Given exercise: Retype the records below exactly as they appear.

Dataset content:

###

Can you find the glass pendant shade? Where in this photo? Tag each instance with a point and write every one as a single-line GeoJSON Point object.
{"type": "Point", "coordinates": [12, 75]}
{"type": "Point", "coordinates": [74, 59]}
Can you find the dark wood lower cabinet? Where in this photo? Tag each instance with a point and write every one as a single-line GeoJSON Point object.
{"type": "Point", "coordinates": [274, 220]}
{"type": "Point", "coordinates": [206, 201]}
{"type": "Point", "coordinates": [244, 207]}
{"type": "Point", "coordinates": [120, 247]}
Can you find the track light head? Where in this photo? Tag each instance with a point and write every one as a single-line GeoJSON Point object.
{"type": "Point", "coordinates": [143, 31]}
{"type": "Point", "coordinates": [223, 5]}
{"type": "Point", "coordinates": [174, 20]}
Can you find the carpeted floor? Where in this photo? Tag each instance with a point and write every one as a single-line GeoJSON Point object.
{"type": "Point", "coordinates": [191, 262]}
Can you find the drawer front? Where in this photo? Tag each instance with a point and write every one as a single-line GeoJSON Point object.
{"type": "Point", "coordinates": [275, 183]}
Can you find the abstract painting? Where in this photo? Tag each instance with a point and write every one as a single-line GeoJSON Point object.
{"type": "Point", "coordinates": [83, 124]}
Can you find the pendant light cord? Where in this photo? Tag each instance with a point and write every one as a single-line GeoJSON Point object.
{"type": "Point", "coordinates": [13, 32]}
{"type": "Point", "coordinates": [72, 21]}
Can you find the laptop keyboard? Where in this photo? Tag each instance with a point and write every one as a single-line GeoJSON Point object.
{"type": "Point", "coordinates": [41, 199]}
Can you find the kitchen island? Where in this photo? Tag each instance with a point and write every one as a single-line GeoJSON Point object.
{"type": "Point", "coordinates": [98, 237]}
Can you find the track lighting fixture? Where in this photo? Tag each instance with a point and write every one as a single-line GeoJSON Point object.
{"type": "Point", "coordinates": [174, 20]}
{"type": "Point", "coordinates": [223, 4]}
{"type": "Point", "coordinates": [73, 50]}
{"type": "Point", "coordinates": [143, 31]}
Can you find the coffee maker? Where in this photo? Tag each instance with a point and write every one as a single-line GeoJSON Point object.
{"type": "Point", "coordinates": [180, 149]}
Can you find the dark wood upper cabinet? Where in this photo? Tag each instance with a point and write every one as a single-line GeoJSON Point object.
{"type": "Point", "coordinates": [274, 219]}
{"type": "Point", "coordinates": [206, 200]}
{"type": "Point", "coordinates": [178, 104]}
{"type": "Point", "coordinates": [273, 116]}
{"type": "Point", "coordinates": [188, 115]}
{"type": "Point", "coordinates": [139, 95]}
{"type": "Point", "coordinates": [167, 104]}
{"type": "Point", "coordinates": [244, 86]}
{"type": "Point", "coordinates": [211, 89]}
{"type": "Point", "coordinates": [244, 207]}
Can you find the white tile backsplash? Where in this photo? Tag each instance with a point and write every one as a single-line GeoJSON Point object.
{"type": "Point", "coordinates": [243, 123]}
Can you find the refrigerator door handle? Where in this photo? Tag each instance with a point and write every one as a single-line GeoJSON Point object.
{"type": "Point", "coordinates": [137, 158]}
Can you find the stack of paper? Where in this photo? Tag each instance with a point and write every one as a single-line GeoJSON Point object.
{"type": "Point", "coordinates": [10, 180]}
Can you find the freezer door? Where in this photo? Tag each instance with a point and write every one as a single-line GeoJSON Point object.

###

Task solution:
Can you find the glass pendant shade? Where in this photo? Tag each instance with a point and write every one as a single-line GeoJSON Point object.
{"type": "Point", "coordinates": [12, 75]}
{"type": "Point", "coordinates": [74, 59]}
Can you find the dark wood lower cabinet? Where in this photo? Tag each instance with a point and write every one as a single-line GeoJSON Point object.
{"type": "Point", "coordinates": [274, 220]}
{"type": "Point", "coordinates": [206, 201]}
{"type": "Point", "coordinates": [244, 207]}
{"type": "Point", "coordinates": [120, 247]}
Can you find the track light head? Where in this photo? Tag each instance with a point and write every one as a single-line GeoJSON Point object.
{"type": "Point", "coordinates": [143, 31]}
{"type": "Point", "coordinates": [223, 5]}
{"type": "Point", "coordinates": [174, 20]}
Can you find the carpeted floor? Where in this photo? Tag each instance with a point and write every one as a single-line GeoJSON Point object.
{"type": "Point", "coordinates": [191, 262]}
Can you find the drawer front? Where in this photo? Tag each instance with a point and write every one as a single-line GeoJSON Point object.
{"type": "Point", "coordinates": [275, 183]}
Can you find the abstract painting? Where in this photo? Tag each instance with a point and write every one as a single-line GeoJSON Point object.
{"type": "Point", "coordinates": [83, 124]}
Can you find the pendant light cord? Where in this photo? Tag each instance with a point and write every one as a single-line GeoJSON Point object.
{"type": "Point", "coordinates": [13, 32]}
{"type": "Point", "coordinates": [72, 21]}
Can you find the laptop keyboard? Where in this photo? Tag each instance with a point and write every one as a single-line GeoJSON Point object.
{"type": "Point", "coordinates": [41, 199]}
Can you find the kitchen island? Where in this photo? Tag each instance with a point and write every one as a single-line GeoJSON Point object.
{"type": "Point", "coordinates": [98, 237]}
Can you find the track lighting fixture? Where in this photo? Tag each instance with a point and write every one as a single-line GeoJSON Point object.
{"type": "Point", "coordinates": [174, 20]}
{"type": "Point", "coordinates": [223, 4]}
{"type": "Point", "coordinates": [73, 50]}
{"type": "Point", "coordinates": [143, 31]}
Can you find the coffee maker? Where in this photo? Tag each instance with a point and write every one as a single-line GeoJSON Point object.
{"type": "Point", "coordinates": [180, 149]}
Can you find the dark wood upper cabinet? Where in this photo? Tag each instance with a point and write every one as a single-line GeoJSON Point object.
{"type": "Point", "coordinates": [274, 219]}
{"type": "Point", "coordinates": [206, 200]}
{"type": "Point", "coordinates": [178, 104]}
{"type": "Point", "coordinates": [273, 116]}
{"type": "Point", "coordinates": [188, 115]}
{"type": "Point", "coordinates": [139, 95]}
{"type": "Point", "coordinates": [167, 104]}
{"type": "Point", "coordinates": [244, 86]}
{"type": "Point", "coordinates": [211, 89]}
{"type": "Point", "coordinates": [244, 207]}
Can you find the white tile backsplash? Where in this photo? Tag each instance with a point and write every one as a single-line GeoJSON Point object.
{"type": "Point", "coordinates": [243, 123]}
Can you find the refrigerator door handle? Where in this photo? Tag each instance with a point and write every one as a single-line GeoJSON Point object.
{"type": "Point", "coordinates": [137, 158]}
Can you find the stack of paper? Where in this photo? Tag each instance with a point and write every one as a single-line GeoJSON Point object.
{"type": "Point", "coordinates": [10, 180]}
Can you find the freezer door? Where in this photo? Tag each instance with a point and write every one as a single-line GeoJSON Point object.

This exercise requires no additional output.